**YOUR GOAL:** In the agitator power text, under what flow conditions is the equation most accurate?

Agitator power calculation determines the power required to operate an agitator or mixer in fluid systems. It is essential for proper equipment selection, energy efficiency, and process optimization in various industrial applications.

2. How Does the Calculator Work?

The calculator uses the agitator power equation:

\[ P = \rho \times N_p \times N^3 \times D^5 \]

Where:

\( P \) — Agitator power (watts)
\( \rho \) — Fluid density (kg/m³)
\( N_p \) — Power number (dimensionless)
\( N \) — Rotational speed (rpm)
\( D \) — Impeller diameter (m)

Explanation: The equation shows that power consumption is proportional to fluid density, power number (which depends on impeller type and flow regime), and strongly influenced by rotational speed and impeller diameter.

3. Importance of Agitator Power Calculation

Details: Accurate power calculation ensures proper motor sizing, prevents equipment failure, optimizes energy consumption, and maintains process efficiency in mixing operations across chemical, pharmaceutical, food, and water treatment industries.

4. Using the Calculator

Tips: Enter fluid density in kg/m³, power number (typically 0.2-6 for different impeller types), rotational speed in rpm, and impeller diameter in meters. All values must be positive numbers.

5. Frequently Asked Questions (FAQ)

Q1: What is the power number (Np)?
A: The power number is a dimensionless parameter that depends on impeller geometry, Reynolds number, and flow regime. It represents the relationship between power consumption and operating conditions.

Q2: How does impeller diameter affect power consumption?
A: Power consumption increases with the fifth power of impeller diameter (D⁵), making diameter the most significant factor in power requirements.

Q3: What are typical power number values?
A: Radial flow impellers (Rushton turbine): 4-6; Axial flow impellers (marine propeller): 0.2-0.5; High-efficiency impellers: 0.3-1.0.

Q4: When is this equation most accurate?
A: The equation is most accurate in turbulent flow conditions (Re > 10,000) where the power number becomes constant.

Q5: How does fluid viscosity affect power calculation?
A: In laminar and transitional flow regimes, power number depends on Reynolds number, requiring correction factors for accurate calculations.

**SUPPLIED INFORMATION:**

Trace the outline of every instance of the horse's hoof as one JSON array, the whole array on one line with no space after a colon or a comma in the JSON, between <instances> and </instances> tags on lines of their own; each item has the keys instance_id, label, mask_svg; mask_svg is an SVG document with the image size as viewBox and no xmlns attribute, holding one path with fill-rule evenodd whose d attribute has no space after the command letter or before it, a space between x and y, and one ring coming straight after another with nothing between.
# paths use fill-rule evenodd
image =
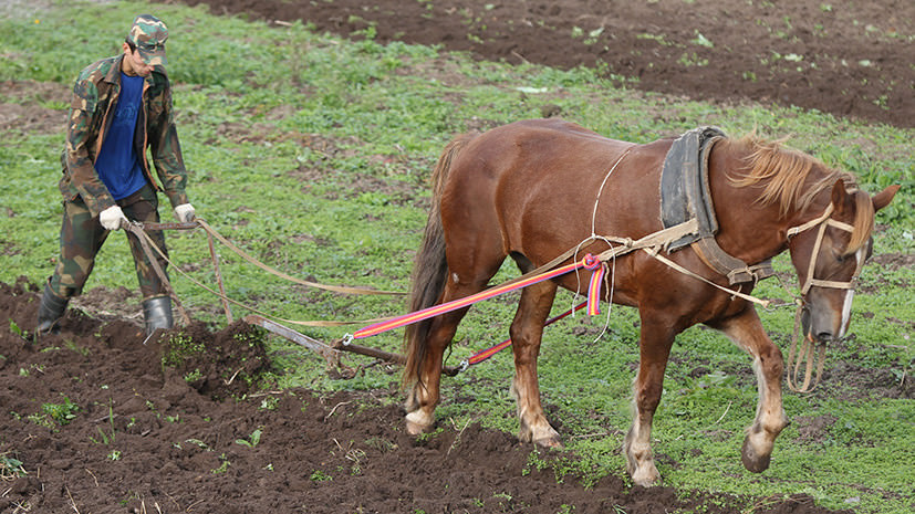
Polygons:
<instances>
[{"instance_id":1,"label":"horse's hoof","mask_svg":"<svg viewBox=\"0 0 915 514\"><path fill-rule=\"evenodd\" d=\"M428 422L425 418L419 411L408 413L406 417L407 433L410 436L419 436L420 433L428 432L433 423Z\"/></svg>"},{"instance_id":2,"label":"horse's hoof","mask_svg":"<svg viewBox=\"0 0 915 514\"><path fill-rule=\"evenodd\" d=\"M643 465L632 475L632 482L643 487L654 487L661 485L661 473L654 465Z\"/></svg>"},{"instance_id":3,"label":"horse's hoof","mask_svg":"<svg viewBox=\"0 0 915 514\"><path fill-rule=\"evenodd\" d=\"M753 473L762 473L769 469L771 455L758 454L750 444L750 438L744 439L744 449L740 452L740 461L744 462L744 468Z\"/></svg>"},{"instance_id":4,"label":"horse's hoof","mask_svg":"<svg viewBox=\"0 0 915 514\"><path fill-rule=\"evenodd\" d=\"M562 448L562 441L559 439L559 436L550 436L545 438L540 438L534 443L541 448Z\"/></svg>"}]
</instances>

**EXPECTED OUTPUT:** In turbulent flow (Re > 10,000), where the power number becomes constant.